• DATA IN THIS EXERCISE
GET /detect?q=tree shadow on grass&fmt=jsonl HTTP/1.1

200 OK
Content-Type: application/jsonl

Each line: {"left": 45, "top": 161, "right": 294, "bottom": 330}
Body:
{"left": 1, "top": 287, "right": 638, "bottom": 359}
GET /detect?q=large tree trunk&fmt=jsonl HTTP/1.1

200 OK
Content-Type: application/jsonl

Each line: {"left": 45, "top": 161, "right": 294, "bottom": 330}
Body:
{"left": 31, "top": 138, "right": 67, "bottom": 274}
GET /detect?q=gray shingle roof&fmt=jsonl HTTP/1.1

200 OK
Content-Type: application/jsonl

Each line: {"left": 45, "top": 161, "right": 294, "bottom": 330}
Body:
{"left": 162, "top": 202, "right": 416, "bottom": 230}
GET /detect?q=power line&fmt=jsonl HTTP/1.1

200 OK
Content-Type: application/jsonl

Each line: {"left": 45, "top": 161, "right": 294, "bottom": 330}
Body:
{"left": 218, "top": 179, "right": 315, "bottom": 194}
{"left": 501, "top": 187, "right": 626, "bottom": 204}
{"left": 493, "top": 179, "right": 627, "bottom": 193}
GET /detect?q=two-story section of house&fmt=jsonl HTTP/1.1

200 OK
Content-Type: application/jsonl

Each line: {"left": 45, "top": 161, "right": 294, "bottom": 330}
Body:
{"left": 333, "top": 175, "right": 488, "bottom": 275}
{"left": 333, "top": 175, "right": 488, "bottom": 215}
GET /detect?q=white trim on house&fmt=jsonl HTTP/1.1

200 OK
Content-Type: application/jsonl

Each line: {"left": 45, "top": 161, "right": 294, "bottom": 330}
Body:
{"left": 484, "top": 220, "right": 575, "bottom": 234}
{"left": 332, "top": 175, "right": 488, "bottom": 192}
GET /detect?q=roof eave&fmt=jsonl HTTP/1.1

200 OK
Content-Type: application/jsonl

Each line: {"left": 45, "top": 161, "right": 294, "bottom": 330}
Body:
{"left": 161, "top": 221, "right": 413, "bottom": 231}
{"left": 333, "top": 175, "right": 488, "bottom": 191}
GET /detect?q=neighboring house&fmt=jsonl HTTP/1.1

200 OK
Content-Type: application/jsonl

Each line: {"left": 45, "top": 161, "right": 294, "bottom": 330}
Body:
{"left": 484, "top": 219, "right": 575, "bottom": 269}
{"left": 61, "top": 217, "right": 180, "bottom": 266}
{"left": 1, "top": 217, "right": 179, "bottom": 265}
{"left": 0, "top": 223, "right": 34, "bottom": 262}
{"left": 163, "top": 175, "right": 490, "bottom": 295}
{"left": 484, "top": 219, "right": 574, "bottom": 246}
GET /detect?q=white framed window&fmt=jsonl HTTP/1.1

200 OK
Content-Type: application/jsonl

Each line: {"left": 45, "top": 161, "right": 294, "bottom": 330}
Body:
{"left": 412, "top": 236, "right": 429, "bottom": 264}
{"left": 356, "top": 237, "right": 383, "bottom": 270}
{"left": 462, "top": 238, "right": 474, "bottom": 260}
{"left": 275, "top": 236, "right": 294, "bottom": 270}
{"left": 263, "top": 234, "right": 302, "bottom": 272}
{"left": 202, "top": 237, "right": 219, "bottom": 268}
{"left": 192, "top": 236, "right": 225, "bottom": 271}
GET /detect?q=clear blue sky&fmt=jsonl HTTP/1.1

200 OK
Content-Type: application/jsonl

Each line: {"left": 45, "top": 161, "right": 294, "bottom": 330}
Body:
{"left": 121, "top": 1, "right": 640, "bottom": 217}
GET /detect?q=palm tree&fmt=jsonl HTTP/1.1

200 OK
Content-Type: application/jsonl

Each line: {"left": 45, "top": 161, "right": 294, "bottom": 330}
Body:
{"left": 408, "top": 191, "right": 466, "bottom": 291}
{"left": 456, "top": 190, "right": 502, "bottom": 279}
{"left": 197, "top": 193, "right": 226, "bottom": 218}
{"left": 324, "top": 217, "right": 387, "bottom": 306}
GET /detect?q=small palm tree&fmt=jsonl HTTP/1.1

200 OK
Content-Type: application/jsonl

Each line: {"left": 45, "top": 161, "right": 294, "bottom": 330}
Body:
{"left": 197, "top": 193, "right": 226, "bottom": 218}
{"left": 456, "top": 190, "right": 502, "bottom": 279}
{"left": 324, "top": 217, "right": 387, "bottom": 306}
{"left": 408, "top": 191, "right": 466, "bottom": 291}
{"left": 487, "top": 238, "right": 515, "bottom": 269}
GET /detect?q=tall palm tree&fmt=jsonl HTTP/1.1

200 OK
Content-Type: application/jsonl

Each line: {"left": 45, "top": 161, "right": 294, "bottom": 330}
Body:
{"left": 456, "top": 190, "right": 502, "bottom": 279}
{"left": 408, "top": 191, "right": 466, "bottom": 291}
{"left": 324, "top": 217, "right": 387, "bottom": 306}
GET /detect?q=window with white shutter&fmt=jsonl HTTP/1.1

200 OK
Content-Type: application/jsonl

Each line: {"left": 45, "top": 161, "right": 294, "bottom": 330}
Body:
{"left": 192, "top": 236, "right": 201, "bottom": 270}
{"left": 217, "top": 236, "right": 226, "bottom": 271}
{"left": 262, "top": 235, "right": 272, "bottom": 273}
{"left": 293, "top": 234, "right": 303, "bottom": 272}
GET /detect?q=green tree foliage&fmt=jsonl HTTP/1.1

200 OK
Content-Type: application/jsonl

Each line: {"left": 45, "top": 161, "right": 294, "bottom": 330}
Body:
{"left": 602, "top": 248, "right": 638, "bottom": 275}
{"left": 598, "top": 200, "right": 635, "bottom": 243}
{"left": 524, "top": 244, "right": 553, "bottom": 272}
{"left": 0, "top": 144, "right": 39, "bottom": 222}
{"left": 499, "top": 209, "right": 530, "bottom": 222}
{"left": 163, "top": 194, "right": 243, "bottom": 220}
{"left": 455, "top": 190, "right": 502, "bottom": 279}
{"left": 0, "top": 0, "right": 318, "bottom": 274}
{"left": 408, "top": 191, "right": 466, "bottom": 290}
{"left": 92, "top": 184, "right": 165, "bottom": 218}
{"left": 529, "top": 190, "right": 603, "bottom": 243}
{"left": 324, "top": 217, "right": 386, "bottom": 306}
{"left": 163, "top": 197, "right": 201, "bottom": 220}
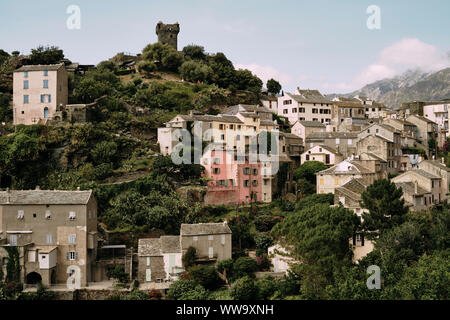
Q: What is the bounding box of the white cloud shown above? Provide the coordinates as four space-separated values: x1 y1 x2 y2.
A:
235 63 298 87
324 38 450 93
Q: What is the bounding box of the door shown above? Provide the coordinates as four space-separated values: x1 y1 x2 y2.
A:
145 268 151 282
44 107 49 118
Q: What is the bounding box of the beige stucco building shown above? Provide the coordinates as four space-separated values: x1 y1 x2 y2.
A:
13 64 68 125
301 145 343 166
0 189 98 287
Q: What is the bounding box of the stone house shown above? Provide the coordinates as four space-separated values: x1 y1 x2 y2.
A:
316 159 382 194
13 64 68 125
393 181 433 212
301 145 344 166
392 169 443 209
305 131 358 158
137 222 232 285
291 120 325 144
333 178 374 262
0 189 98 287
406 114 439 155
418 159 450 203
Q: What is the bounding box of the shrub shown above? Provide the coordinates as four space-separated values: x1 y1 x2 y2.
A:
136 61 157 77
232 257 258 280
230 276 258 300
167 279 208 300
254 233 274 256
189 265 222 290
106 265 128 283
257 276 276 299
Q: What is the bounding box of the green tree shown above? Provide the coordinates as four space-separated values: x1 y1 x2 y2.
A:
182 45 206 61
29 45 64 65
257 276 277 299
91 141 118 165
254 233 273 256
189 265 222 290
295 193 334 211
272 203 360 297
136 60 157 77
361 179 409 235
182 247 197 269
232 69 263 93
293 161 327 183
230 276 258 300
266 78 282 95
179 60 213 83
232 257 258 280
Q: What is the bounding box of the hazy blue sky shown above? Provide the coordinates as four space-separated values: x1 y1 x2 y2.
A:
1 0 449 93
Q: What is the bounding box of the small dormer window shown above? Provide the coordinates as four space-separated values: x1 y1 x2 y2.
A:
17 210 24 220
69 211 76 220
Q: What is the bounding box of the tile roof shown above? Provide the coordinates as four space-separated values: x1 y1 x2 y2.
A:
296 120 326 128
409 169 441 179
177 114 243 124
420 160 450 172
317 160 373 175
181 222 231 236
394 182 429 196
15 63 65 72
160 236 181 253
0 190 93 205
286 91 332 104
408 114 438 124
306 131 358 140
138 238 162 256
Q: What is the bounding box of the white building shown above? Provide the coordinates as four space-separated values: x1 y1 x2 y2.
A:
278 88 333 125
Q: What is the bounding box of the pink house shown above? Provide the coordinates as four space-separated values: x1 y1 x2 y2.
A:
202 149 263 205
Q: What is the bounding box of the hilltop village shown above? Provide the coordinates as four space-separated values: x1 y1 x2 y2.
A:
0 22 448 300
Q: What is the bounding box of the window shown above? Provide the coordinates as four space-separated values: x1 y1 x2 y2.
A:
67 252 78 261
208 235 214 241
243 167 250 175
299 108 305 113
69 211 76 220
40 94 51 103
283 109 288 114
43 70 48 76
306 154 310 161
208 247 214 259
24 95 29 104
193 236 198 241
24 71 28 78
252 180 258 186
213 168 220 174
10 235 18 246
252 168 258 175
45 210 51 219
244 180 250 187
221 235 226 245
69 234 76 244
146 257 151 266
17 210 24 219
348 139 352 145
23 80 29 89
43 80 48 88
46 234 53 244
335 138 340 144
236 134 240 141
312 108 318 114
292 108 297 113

• ABOUT THIS TASK
Look through the data above. Find each line with the string "green" and copy it.

• RESPONSE TO THE TASK
GET /detect?q=green tree foliage&fmt=jsonl HTTP/1.1
Q: What is the bounding box of the green tree shown above? Provide the coordinates as four space-separated values: x1 y1 x2 y2.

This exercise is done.